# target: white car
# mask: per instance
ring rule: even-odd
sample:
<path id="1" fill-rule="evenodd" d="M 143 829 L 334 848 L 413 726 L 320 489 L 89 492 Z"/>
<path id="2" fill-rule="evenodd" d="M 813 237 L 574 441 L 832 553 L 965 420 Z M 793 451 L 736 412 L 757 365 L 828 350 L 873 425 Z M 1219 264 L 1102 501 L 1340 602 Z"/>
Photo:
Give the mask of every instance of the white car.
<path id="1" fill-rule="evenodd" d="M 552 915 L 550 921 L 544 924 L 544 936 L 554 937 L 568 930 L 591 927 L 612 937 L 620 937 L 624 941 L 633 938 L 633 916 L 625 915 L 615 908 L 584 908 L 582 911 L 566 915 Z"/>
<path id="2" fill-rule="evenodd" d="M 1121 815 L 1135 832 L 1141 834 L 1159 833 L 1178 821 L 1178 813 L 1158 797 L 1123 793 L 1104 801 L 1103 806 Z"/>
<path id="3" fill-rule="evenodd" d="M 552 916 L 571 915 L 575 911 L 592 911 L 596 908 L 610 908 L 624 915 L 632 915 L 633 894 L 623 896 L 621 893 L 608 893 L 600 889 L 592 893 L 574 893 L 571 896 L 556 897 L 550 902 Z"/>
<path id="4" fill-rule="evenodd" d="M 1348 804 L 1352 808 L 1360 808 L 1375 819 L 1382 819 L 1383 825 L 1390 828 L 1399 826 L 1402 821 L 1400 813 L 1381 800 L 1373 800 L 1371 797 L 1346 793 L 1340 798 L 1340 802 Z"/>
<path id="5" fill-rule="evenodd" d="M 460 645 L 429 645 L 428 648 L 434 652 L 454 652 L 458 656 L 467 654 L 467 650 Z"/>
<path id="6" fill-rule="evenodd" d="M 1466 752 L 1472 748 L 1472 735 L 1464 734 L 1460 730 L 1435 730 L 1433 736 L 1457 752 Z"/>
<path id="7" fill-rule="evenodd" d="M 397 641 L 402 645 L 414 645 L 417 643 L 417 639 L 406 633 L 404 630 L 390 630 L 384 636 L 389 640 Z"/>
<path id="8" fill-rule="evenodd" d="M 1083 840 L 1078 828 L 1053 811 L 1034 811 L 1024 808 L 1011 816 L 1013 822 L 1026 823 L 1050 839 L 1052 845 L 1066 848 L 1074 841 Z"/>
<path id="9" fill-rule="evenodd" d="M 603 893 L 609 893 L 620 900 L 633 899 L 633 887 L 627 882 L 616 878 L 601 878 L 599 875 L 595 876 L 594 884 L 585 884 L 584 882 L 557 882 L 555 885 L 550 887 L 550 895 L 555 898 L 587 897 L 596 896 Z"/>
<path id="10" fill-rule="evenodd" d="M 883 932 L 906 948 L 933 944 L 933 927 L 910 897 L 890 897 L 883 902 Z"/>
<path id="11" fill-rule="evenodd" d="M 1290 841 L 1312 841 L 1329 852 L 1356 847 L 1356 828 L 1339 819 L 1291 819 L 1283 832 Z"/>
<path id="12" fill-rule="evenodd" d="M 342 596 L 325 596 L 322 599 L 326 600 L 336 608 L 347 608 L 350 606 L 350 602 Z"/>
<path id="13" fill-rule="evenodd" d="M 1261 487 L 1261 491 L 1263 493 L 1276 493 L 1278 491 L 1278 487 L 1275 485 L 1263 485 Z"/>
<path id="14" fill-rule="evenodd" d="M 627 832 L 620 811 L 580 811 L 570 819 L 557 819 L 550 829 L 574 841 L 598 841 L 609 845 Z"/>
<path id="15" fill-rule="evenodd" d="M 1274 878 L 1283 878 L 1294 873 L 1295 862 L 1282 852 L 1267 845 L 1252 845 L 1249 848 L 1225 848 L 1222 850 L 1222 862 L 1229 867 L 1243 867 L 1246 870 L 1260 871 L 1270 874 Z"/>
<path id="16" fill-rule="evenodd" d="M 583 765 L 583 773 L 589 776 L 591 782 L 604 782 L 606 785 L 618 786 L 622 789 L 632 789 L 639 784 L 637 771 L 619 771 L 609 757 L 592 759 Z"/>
------------
Reproduce every record above exactly as it appears.

# target: white car
# mask: per instance
ring rule: even-odd
sample:
<path id="1" fill-rule="evenodd" d="M 143 829 L 334 848 L 413 726 L 320 489 L 89 492 Z"/>
<path id="2" fill-rule="evenodd" d="M 813 237 L 574 441 L 832 553 L 965 420 Z M 793 451 L 736 412 L 757 365 L 828 350 L 873 425 Z M 1219 264 L 1102 501 L 1340 602 Z"/>
Photo:
Give the mask of every instance of the white car.
<path id="1" fill-rule="evenodd" d="M 552 915 L 550 921 L 544 924 L 544 936 L 554 937 L 568 930 L 591 927 L 612 937 L 620 937 L 624 941 L 633 938 L 633 916 L 625 915 L 615 908 L 584 908 L 582 911 L 566 915 Z"/>
<path id="2" fill-rule="evenodd" d="M 1121 815 L 1135 832 L 1141 834 L 1159 833 L 1178 821 L 1178 813 L 1158 797 L 1123 793 L 1104 801 L 1103 806 Z"/>
<path id="3" fill-rule="evenodd" d="M 552 916 L 571 915 L 575 911 L 592 911 L 596 908 L 610 908 L 624 915 L 632 915 L 633 894 L 623 896 L 621 893 L 608 893 L 600 889 L 592 893 L 574 893 L 571 896 L 556 897 L 550 902 Z"/>
<path id="4" fill-rule="evenodd" d="M 1348 804 L 1352 808 L 1360 808 L 1375 819 L 1382 819 L 1383 825 L 1390 828 L 1399 826 L 1402 821 L 1400 813 L 1381 800 L 1373 800 L 1371 797 L 1346 793 L 1340 798 L 1340 802 Z"/>
<path id="5" fill-rule="evenodd" d="M 460 645 L 429 645 L 428 648 L 434 652 L 454 652 L 458 656 L 467 654 L 467 650 Z"/>
<path id="6" fill-rule="evenodd" d="M 1466 752 L 1472 748 L 1472 735 L 1464 734 L 1460 730 L 1435 730 L 1433 736 L 1457 752 Z"/>
<path id="7" fill-rule="evenodd" d="M 397 641 L 402 645 L 414 645 L 417 643 L 417 639 L 406 633 L 404 630 L 390 630 L 384 636 L 389 640 Z"/>
<path id="8" fill-rule="evenodd" d="M 1083 840 L 1078 828 L 1053 811 L 1034 811 L 1024 808 L 1011 816 L 1013 822 L 1026 823 L 1050 839 L 1052 845 L 1066 848 L 1074 841 Z"/>
<path id="9" fill-rule="evenodd" d="M 603 893 L 609 893 L 620 900 L 633 899 L 633 887 L 627 882 L 616 878 L 601 878 L 599 875 L 595 876 L 594 884 L 585 884 L 584 882 L 557 882 L 555 885 L 550 887 L 550 895 L 555 898 L 587 897 L 596 896 Z"/>
<path id="10" fill-rule="evenodd" d="M 883 932 L 906 948 L 933 944 L 933 927 L 910 897 L 890 897 L 883 902 Z"/>
<path id="11" fill-rule="evenodd" d="M 1290 841 L 1312 841 L 1329 852 L 1356 847 L 1356 828 L 1339 819 L 1291 819 L 1283 832 Z"/>
<path id="12" fill-rule="evenodd" d="M 342 596 L 325 596 L 322 599 L 326 600 L 336 608 L 347 608 L 350 606 L 350 602 Z"/>
<path id="13" fill-rule="evenodd" d="M 1261 487 L 1261 491 L 1263 493 L 1276 493 L 1278 491 L 1278 487 L 1275 485 L 1263 485 Z"/>
<path id="14" fill-rule="evenodd" d="M 627 832 L 620 811 L 580 811 L 570 819 L 557 819 L 550 829 L 574 841 L 598 841 L 609 845 Z"/>
<path id="15" fill-rule="evenodd" d="M 1274 878 L 1283 878 L 1294 873 L 1295 862 L 1282 852 L 1267 845 L 1252 845 L 1249 848 L 1225 848 L 1222 850 L 1222 862 L 1229 867 L 1243 867 L 1246 870 L 1260 871 L 1270 874 Z"/>
<path id="16" fill-rule="evenodd" d="M 583 765 L 583 773 L 589 776 L 591 782 L 604 782 L 606 785 L 618 786 L 622 789 L 632 789 L 639 784 L 637 771 L 619 771 L 609 757 L 592 759 Z"/>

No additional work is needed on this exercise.